### Text excerpt
^^^^^^^^
Associate Professor
Department of Genetics and Genome Sciences
School of Medicine
Hua Lou received a Ph.D. in Plant Molecular Biology at the University of Illinois at
Urbana-Champaign in 1993. After a postdoctoral fellowship at the University of Texas M.D.
Anderson Cancer Center working with Dr. Robert Gagel, Dr. Lou moved to Baylor College of
Medicine to work with Dr. Susan Berget as an Instructor, where she continued her work on
alternative splicing. Dr. Lou joined the Department of Genetics in 2000.
I am interested in alternative RNA processing and its role in health and disease, including correction of splicing mutations in diseases.
Research Information
Research Interests
- My laboratory combines molecular genetics and RNA biology to design and test new RNA therapeutics to treat diseases. We aim to correct the disease-causing mutations at the RNA level. We are particularly interested in the mutations that disrupt pre-mRNA processing.
^^^^^^^^
### Supplied material

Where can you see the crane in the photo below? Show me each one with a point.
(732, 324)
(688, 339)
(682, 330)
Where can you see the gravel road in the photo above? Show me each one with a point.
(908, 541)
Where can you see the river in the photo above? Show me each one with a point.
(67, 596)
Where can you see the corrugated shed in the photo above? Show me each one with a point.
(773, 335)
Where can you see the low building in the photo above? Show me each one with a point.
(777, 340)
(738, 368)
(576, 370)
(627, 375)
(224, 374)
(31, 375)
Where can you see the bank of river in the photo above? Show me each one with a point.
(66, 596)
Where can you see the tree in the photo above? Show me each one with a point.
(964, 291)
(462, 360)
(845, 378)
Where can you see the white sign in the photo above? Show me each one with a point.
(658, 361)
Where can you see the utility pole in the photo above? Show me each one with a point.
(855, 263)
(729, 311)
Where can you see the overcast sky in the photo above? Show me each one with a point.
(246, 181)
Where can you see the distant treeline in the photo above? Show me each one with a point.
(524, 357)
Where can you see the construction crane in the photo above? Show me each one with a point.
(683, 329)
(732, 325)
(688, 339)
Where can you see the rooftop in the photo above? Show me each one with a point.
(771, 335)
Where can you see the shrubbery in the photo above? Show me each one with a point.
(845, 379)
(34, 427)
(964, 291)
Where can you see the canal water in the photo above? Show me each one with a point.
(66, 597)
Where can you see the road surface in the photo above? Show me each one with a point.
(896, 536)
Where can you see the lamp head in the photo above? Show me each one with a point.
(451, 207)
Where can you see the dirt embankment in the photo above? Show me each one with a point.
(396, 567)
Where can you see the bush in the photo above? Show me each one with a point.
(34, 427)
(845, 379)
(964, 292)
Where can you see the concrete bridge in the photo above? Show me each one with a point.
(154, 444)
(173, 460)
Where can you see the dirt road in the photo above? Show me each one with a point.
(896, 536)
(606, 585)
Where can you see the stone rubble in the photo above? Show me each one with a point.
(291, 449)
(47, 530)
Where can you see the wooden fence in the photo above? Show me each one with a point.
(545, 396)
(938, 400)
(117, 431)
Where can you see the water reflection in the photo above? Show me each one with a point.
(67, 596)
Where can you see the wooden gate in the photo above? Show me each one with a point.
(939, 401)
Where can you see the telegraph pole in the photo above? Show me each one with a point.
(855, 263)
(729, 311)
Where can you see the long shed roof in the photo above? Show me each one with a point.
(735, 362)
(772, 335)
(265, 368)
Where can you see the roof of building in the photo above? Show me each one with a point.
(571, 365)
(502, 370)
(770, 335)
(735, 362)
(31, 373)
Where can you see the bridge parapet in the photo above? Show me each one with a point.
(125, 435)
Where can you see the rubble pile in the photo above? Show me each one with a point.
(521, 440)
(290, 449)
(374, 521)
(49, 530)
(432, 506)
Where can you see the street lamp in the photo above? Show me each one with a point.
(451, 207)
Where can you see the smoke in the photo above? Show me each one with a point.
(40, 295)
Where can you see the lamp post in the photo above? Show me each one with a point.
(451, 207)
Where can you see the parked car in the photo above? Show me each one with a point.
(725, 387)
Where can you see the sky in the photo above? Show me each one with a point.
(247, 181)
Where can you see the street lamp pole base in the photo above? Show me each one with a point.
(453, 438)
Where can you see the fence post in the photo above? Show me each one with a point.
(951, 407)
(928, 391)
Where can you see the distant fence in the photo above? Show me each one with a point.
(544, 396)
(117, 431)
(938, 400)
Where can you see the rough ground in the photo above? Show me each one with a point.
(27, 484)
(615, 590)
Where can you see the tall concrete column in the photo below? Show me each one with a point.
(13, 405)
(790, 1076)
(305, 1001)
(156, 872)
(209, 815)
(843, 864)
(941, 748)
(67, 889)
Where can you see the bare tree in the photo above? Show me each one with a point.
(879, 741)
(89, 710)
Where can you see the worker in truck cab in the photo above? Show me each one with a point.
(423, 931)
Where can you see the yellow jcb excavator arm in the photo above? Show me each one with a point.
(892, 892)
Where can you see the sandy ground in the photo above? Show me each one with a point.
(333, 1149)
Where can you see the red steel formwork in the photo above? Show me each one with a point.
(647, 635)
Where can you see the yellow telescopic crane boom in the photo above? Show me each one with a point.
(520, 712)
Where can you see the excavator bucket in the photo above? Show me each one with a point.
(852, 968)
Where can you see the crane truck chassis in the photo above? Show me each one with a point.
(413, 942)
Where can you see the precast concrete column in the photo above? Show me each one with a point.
^^^^^^^^
### What you need to do
Pick up the faculty profile of Hua Lou after its final sentence and extend it. These rows come from a separate source unrelated to the profile.

### Answer area
- Cystic Fibrosis (CF) and splicing mutations. CF is caused by mutations of the cystic fibrosis transmembrane conductance regulator (CFTR) gene. Among more than 2000 disease causing CFTR mutations, at least 13% are mutations that lead to defective splicing. These mutations are typically located at splice sites or nearby exonic or intronic sequences. We are exploring two RNA repair strategies to correct such mutations.
- Haploinsufficiency of NF1. Neurofibromatosis type 1 (NF1) is one of the most common inheritable autosomal dominant disorders. A hallmark of the NF1 disease is its dramatically diverse clinical manifestations including tumor development, cognitive defects, bone diseases and cardiovascular dysfunction. Genetically, NF1 patients carry one constitutional null mutation in all their cells. Tumors are developed when a somatic mutation of the wild type allele is acquired in cells. However, several NF1-associated defects, such as cognitive defects and bone diseases, are caused by haploinsufficiency of the NF1 gene. There is an urgent need to investigate potential therapeutic strategies that will help the NF1 patients who suffer from any of the NF1 haploinsufficiency symptoms. We approach the question of haploinsufficiency from the perspective of RNA biology. We are exploring the possibility of increasing the NF1 gene expression using strategies that target NF1 mRNA.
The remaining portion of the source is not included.